Data entries
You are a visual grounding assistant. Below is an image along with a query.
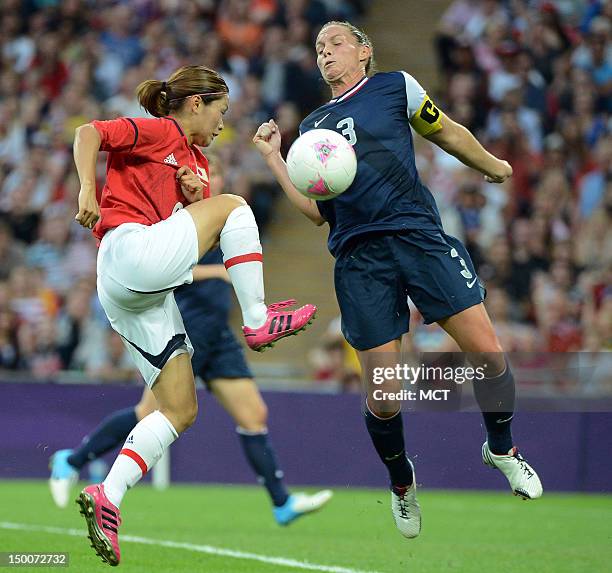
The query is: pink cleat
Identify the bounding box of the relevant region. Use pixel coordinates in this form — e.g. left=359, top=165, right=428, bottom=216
left=242, top=299, right=317, bottom=352
left=76, top=484, right=121, bottom=567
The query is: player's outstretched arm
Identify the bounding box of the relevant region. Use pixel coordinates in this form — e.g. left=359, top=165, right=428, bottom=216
left=74, top=123, right=102, bottom=229
left=253, top=119, right=325, bottom=225
left=424, top=115, right=512, bottom=183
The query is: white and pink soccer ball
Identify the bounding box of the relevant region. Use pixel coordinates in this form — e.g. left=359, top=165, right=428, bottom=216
left=287, top=129, right=357, bottom=201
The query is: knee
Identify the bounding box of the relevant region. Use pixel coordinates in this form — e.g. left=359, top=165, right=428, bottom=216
left=222, top=193, right=248, bottom=209
left=162, top=400, right=198, bottom=434
left=235, top=402, right=268, bottom=432
left=468, top=340, right=506, bottom=377
left=134, top=402, right=155, bottom=422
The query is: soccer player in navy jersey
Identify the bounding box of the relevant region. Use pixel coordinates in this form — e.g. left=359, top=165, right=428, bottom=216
left=49, top=155, right=332, bottom=525
left=253, top=22, right=542, bottom=538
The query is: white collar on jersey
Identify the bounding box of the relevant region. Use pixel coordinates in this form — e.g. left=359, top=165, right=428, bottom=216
left=329, top=76, right=370, bottom=103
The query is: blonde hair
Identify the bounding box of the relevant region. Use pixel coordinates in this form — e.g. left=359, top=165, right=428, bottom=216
left=319, top=20, right=376, bottom=76
left=136, top=66, right=229, bottom=117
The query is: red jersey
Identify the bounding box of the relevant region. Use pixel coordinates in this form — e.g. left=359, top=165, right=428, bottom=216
left=91, top=117, right=210, bottom=240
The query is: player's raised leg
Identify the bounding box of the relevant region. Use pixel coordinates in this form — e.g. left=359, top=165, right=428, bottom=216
left=209, top=378, right=333, bottom=525
left=186, top=195, right=317, bottom=352
left=359, top=340, right=421, bottom=538
left=439, top=303, right=543, bottom=499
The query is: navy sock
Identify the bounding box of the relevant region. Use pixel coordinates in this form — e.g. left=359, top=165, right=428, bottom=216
left=68, top=407, right=138, bottom=470
left=474, top=363, right=515, bottom=455
left=365, top=408, right=412, bottom=487
left=236, top=428, right=289, bottom=507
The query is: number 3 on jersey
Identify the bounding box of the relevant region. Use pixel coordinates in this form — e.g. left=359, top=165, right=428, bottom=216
left=336, top=117, right=357, bottom=145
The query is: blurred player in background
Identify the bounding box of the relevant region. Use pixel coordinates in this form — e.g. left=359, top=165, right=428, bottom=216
left=49, top=155, right=332, bottom=525
left=253, top=22, right=542, bottom=538
left=74, top=66, right=316, bottom=565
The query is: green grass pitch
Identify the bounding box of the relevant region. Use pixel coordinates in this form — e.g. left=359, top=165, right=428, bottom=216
left=0, top=481, right=612, bottom=573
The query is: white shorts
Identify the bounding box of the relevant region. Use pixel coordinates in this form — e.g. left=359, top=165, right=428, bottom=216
left=98, top=210, right=198, bottom=387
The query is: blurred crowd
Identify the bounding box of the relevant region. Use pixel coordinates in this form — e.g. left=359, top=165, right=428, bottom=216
left=417, top=0, right=612, bottom=358
left=0, top=0, right=368, bottom=380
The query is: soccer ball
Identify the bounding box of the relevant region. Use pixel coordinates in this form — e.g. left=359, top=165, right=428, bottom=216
left=287, top=129, right=357, bottom=201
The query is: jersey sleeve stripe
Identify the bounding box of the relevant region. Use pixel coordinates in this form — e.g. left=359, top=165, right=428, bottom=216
left=401, top=72, right=427, bottom=119
left=127, top=117, right=138, bottom=151
left=225, top=253, right=263, bottom=269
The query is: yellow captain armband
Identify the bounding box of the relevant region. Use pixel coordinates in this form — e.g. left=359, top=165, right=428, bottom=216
left=410, top=95, right=444, bottom=135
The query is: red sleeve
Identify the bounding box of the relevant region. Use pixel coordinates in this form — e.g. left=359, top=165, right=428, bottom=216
left=91, top=117, right=165, bottom=152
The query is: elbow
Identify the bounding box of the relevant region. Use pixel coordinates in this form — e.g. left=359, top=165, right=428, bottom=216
left=74, top=123, right=102, bottom=148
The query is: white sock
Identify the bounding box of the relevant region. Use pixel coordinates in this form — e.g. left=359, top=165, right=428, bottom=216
left=104, top=410, right=178, bottom=507
left=219, top=205, right=267, bottom=328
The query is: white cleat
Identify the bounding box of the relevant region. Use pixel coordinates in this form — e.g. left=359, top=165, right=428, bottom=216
left=49, top=450, right=79, bottom=508
left=274, top=489, right=334, bottom=525
left=482, top=442, right=544, bottom=499
left=391, top=460, right=421, bottom=539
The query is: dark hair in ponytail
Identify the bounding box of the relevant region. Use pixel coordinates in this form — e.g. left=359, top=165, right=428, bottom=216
left=136, top=66, right=229, bottom=117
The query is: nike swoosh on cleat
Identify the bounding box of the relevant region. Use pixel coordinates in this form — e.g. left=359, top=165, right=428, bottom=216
left=385, top=452, right=404, bottom=462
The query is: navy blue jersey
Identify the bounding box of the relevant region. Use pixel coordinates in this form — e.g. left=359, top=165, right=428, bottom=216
left=174, top=249, right=232, bottom=324
left=300, top=72, right=442, bottom=256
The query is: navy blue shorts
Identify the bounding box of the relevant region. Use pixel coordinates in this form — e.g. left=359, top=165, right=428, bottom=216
left=185, top=320, right=253, bottom=383
left=334, top=230, right=485, bottom=350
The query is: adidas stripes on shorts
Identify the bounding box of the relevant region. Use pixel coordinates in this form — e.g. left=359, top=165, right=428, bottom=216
left=97, top=209, right=198, bottom=387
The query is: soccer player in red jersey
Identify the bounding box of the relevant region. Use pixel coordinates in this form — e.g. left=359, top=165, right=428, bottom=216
left=74, top=66, right=316, bottom=565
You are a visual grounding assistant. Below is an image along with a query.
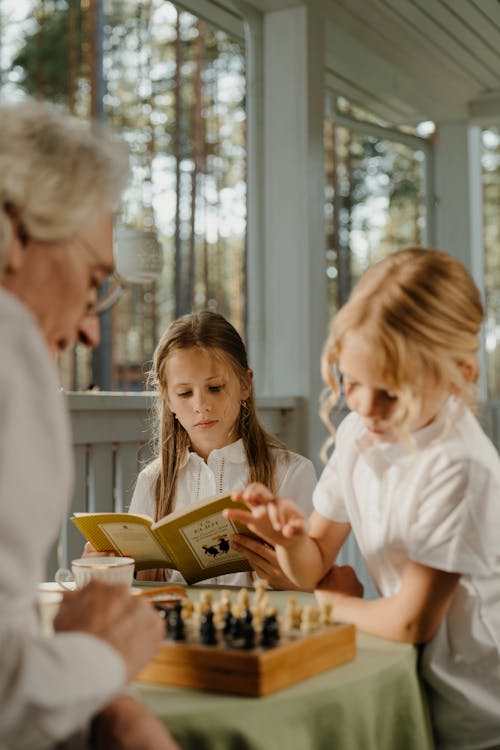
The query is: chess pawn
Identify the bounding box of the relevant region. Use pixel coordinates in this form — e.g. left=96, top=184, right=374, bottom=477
left=212, top=601, right=227, bottom=630
left=241, top=609, right=255, bottom=650
left=300, top=604, right=319, bottom=635
left=252, top=578, right=268, bottom=610
left=219, top=589, right=231, bottom=612
left=200, top=610, right=217, bottom=646
left=233, top=589, right=250, bottom=617
left=283, top=596, right=302, bottom=631
left=319, top=602, right=333, bottom=626
left=260, top=614, right=280, bottom=648
left=182, top=597, right=194, bottom=621
left=167, top=604, right=186, bottom=641
left=199, top=591, right=212, bottom=615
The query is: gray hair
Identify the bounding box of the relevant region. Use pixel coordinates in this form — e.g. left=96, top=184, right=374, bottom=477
left=0, top=100, right=129, bottom=271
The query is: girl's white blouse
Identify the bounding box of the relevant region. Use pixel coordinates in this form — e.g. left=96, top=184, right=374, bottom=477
left=313, top=399, right=500, bottom=750
left=129, top=440, right=316, bottom=586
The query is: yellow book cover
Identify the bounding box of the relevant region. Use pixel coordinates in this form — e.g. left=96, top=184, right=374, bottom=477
left=71, top=493, right=254, bottom=584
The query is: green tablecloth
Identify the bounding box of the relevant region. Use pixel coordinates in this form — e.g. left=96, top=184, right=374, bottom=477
left=134, top=592, right=433, bottom=750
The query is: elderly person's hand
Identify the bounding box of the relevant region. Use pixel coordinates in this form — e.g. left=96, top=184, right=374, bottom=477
left=54, top=581, right=165, bottom=679
left=90, top=694, right=180, bottom=750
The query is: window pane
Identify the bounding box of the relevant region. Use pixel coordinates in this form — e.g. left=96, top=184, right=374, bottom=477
left=324, top=119, right=425, bottom=314
left=481, top=127, right=500, bottom=399
left=0, top=0, right=246, bottom=388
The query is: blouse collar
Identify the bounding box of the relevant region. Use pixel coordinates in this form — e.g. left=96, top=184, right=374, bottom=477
left=182, top=438, right=247, bottom=467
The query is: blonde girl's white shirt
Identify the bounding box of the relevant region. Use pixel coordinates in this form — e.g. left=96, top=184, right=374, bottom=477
left=129, top=440, right=316, bottom=586
left=313, top=399, right=500, bottom=750
left=0, top=289, right=125, bottom=750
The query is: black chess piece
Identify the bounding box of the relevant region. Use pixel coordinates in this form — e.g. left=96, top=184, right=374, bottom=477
left=228, top=617, right=245, bottom=648
left=222, top=612, right=234, bottom=642
left=241, top=609, right=255, bottom=650
left=260, top=615, right=280, bottom=648
left=167, top=604, right=186, bottom=641
left=200, top=611, right=217, bottom=646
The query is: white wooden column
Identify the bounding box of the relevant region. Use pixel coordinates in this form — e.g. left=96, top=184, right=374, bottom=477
left=248, top=1, right=327, bottom=467
left=435, top=121, right=486, bottom=400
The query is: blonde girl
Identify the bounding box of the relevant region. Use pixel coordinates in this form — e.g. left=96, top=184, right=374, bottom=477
left=228, top=248, right=500, bottom=750
left=130, top=311, right=316, bottom=588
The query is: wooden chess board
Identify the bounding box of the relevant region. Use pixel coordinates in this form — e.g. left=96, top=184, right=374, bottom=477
left=137, top=624, right=356, bottom=696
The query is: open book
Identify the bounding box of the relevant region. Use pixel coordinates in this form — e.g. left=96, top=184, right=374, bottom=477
left=71, top=493, right=255, bottom=584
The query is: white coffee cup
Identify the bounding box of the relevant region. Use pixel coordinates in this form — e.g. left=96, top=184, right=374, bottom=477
left=115, top=226, right=163, bottom=284
left=37, top=584, right=63, bottom=638
left=55, top=556, right=135, bottom=589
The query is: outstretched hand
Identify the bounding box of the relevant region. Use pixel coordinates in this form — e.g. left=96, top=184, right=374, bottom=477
left=231, top=534, right=308, bottom=591
left=224, top=482, right=308, bottom=547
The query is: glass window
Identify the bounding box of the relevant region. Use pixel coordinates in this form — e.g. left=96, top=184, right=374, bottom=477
left=0, top=0, right=246, bottom=390
left=324, top=102, right=426, bottom=314
left=481, top=126, right=500, bottom=399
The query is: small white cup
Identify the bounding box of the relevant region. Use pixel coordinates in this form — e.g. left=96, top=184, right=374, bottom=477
left=55, top=557, right=135, bottom=589
left=37, top=587, right=63, bottom=638
left=115, top=226, right=163, bottom=284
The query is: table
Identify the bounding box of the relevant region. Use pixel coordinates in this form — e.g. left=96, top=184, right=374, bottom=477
left=134, top=586, right=433, bottom=750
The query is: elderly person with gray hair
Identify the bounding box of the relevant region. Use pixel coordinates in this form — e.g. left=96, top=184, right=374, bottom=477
left=0, top=101, right=177, bottom=750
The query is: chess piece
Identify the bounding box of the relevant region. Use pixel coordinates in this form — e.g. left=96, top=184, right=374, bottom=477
left=233, top=589, right=249, bottom=617
left=319, top=602, right=333, bottom=626
left=300, top=604, right=319, bottom=635
left=167, top=604, right=186, bottom=641
left=241, top=609, right=255, bottom=650
left=200, top=610, right=217, bottom=646
left=260, top=614, right=280, bottom=648
left=283, top=596, right=302, bottom=632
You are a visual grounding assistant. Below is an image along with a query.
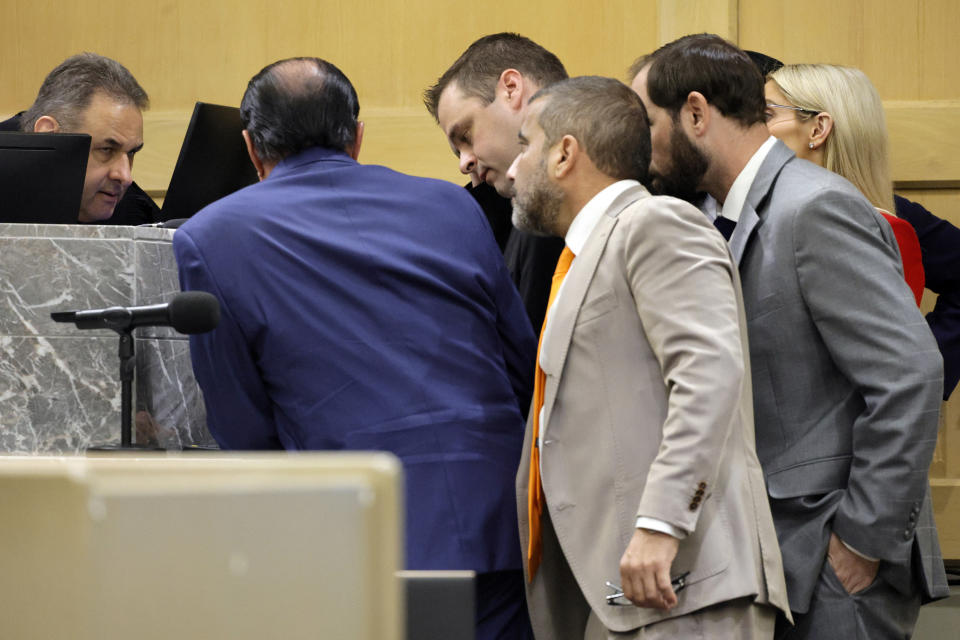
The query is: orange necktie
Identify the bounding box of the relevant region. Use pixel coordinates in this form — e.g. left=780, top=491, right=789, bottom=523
left=527, top=247, right=574, bottom=580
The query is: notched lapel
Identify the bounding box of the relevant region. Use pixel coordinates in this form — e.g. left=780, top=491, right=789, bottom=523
left=730, top=140, right=793, bottom=267
left=540, top=186, right=649, bottom=429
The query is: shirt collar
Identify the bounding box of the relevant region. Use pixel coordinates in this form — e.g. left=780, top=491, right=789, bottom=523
left=720, top=136, right=777, bottom=222
left=564, top=180, right=640, bottom=256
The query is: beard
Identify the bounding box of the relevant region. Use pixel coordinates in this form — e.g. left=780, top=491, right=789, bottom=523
left=650, top=122, right=710, bottom=202
left=511, top=159, right=563, bottom=236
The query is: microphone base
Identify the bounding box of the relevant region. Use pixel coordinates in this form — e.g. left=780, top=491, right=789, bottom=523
left=87, top=444, right=166, bottom=453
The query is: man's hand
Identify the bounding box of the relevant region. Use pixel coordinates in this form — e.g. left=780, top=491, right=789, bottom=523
left=620, top=529, right=680, bottom=610
left=828, top=533, right=880, bottom=595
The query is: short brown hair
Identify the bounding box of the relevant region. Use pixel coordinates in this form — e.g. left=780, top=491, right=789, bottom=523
left=423, top=32, right=567, bottom=119
left=630, top=33, right=767, bottom=126
left=530, top=76, right=650, bottom=182
left=20, top=53, right=150, bottom=132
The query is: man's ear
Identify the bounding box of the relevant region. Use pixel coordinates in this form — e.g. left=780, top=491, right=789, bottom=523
left=347, top=120, right=363, bottom=160
left=550, top=134, right=582, bottom=180
left=242, top=129, right=270, bottom=180
left=33, top=116, right=60, bottom=133
left=496, top=69, right=530, bottom=111
left=807, top=111, right=833, bottom=149
left=681, top=91, right=711, bottom=137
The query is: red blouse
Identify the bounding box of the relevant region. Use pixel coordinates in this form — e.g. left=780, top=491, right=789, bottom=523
left=877, top=209, right=924, bottom=306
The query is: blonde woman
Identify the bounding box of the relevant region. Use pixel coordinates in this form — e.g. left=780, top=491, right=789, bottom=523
left=765, top=64, right=924, bottom=304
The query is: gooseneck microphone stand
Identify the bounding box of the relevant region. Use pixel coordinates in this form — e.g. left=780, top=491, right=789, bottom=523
left=50, top=307, right=159, bottom=451
left=50, top=291, right=220, bottom=451
left=117, top=329, right=140, bottom=449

[EXERCISE DIRECTIONS]: Repeat the records above word for word, beginning at the line that contains "The query is: red jersey" and ending after the line that contains "left=98, top=210, right=198, bottom=387".

[SOLUTION]:
The query is: red jersey
Identify the bounding box of the relevant region. Use pixel coordinates in this form — e.g. left=359, top=165, right=428, bottom=216
left=91, top=117, right=210, bottom=240
The query is: player's raised leg
Identify the bounding box of the relevant region. Use pixel coordinates in this form — e.g. left=359, top=165, right=428, bottom=216
left=209, top=378, right=333, bottom=525
left=186, top=195, right=317, bottom=352
left=359, top=340, right=421, bottom=538
left=439, top=303, right=543, bottom=499
The query is: navy sock
Identify the bounding box of the relevant region. Use pixel coordinates in this form — e.g. left=359, top=165, right=428, bottom=216
left=68, top=407, right=138, bottom=470
left=474, top=363, right=515, bottom=455
left=365, top=408, right=412, bottom=487
left=236, top=428, right=289, bottom=507
The query is: number 3 on jersey
Identify the bounding box of the relevant region. Use pixel coordinates in this form — e.g. left=359, top=165, right=428, bottom=216
left=336, top=117, right=357, bottom=145
The query is: blurred player in background
Identify the bounding box of the relevant region. Use pixel coordinates in this form — e.g. left=359, top=165, right=428, bottom=216
left=49, top=155, right=332, bottom=525
left=253, top=22, right=542, bottom=538
left=74, top=66, right=316, bottom=565
The query is: green grass pitch
Identify the bounding box of the relevant region. Use pixel coordinates in this form — e.g. left=359, top=165, right=428, bottom=216
left=0, top=481, right=612, bottom=573
The query is: white shorts
Identify the bounding box of the relevant region. Use pixel coordinates in this form — e.g. left=359, top=165, right=428, bottom=216
left=98, top=210, right=198, bottom=387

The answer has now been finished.